Colostrum samples with IgG concentrations of less than 50 mg/ml will not be fed to the calf. Colostrum that measures above 50 mg/ml IgG concentration will be fed to the calf. Typically heifer calves are fed 3 quarts of colostrum at first feeding and bulls are fed 4.5 quarts. Each animal gets an additional 3 quarts of colostrum 12 h after the first feeding. Animals are fed via milk bottle, unless they fail to consume colostrum within the first 12 h. If they will not consume colostrum from a bottle, the calf will be fed colostrum via an esophageal feeder.
Five small aliquots (5 mL) of each colostrum sample will be frozen for IgG ELISA analysis. ELISA has been chosen over radial immunodiffusion, because ELISA is more precise, accurate and less labor intensive. In order to minimize the effect of freeze/thaw cycles on sample quality, sample aliquots will only be thawed once and then discarded. ELISAs will be run in the molecular biology lab at Mansfield University. The head of the Biology Department has agreed to help me identify an undergraduate biology student with an interest in animal agriculture. I will work with and train the student to run an ELISA for bovine IgG on the colostrum samples. All samples will be run in duplicate.

*****

- [TASKS TO CARRY OUT]:
- 1) Answer these questions using the colostrum passage.
(a) How many quarts of colostrum are heifer calves typically fed at the first feeding?
(b) In which lab will the ELISAs be run?
(c) How many times will a sample aliquot be thawed before it is discarded?
- 2) Return, word for word, the part of the colostrum passage that begins at the words "Colostrum samples with" and stops after the words "an esophageal feeder.".
- 3) Continue the colostrum passage from the point where it stops.

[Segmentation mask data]
*****

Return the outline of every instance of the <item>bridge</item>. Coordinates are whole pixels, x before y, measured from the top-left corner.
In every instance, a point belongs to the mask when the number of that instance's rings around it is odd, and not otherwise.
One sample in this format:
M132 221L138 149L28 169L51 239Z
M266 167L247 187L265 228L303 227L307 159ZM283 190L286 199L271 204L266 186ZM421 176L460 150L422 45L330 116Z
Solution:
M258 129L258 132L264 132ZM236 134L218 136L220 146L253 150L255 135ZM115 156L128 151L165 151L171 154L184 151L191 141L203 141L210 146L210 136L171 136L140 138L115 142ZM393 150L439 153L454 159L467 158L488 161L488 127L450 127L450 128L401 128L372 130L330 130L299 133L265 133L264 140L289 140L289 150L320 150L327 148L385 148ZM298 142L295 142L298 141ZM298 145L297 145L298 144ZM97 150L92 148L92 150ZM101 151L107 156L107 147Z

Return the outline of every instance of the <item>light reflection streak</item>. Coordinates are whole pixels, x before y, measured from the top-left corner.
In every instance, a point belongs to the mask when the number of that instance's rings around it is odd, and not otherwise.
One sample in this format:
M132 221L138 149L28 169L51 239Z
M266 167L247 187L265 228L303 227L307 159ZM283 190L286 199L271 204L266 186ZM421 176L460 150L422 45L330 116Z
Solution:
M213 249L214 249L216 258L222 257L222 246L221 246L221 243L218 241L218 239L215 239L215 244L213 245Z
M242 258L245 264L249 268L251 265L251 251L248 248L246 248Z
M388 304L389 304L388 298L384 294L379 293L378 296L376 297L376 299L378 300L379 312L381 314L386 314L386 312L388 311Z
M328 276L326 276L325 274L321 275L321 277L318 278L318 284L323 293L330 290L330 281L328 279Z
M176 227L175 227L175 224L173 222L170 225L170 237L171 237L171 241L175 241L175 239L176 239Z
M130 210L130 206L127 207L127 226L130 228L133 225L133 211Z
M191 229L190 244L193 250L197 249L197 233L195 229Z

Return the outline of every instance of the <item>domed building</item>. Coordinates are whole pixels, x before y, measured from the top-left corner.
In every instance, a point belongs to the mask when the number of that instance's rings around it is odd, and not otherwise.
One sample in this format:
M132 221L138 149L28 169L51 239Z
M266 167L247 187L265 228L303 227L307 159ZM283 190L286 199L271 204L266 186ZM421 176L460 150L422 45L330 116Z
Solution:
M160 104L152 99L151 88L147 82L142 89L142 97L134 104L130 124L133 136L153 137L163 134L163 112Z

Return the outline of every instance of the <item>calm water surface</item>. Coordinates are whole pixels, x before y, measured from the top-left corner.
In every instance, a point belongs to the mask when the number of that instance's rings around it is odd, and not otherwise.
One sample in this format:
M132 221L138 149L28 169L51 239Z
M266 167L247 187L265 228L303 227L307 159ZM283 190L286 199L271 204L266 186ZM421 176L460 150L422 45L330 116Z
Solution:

*****

- [RESPONSES FOR EACH TASK]:
- 1)
(a) 3 quarts
(b) The molecular biology lab at Mansfield University
(c) Once

- 2)
Colostrum samples with IgG concentrations of less than 50 mg/ml will not be fed to the calf. Colostrum that measures above 50 mg/ml IgG concentration will be fed to the calf. Typically heifer calves are fed 3 quarts of colostrum at first feeding and bulls are fed 4.5 quarts. Each animal gets an additional 3 quarts of colostrum 12 h after the first feeding. Animals are fed via milk bottle, unless they fail to consume colostrum within the first 12 h. If they will not consume colostrum from a bottle, the calf will be fed colostrum via an esophageal feeder.

- 3)
The resulting ELISA values will be compared to the refractometer and colostrometer values via a statistical analysis. The selection criteria for animals that may be at risk of producing low quality colostrum will be any animal with one of more of the following characteristics: high SCC or chronic mastitis in the previous lactation, calving difficulties that could be linked to nutritional deficiency during the dry period, leakage of colostrum prior to calving and primiparous animals. Statistical analysis will also be used to determine possible correlations between lower quality colostrum and animals that fit the selection criteria. I have been trained to run statistical analysis, and have done so for previous research projects, so I will run the analysis.
Based on our DHIA records, we should average three heifers and four cows calving per month. Ideally, we would like to examine the colostrum from 20 heifers and 20 cows. Based on our calving projections for the spring and summer of 2015, it should take six months to reach our set number of heifers and cows. Based on a mid-May 2015 start date, I will collect colostrum samples from May 2015 – November 2015. In the event of my absence, I will train two employees to measure colostrum with both the colostrometer and refractometer and to properly aliquot and store a sample of colostrum. The bovine IgG ELISA will be run periodically throughout the sampling period by the undergraduate student and I. I will do a statistical analysis of the data in December 2015 and review the data with my technical advisor. With the help of the local Agriculture Extension Agent, outreach efforts will commence in January 2016.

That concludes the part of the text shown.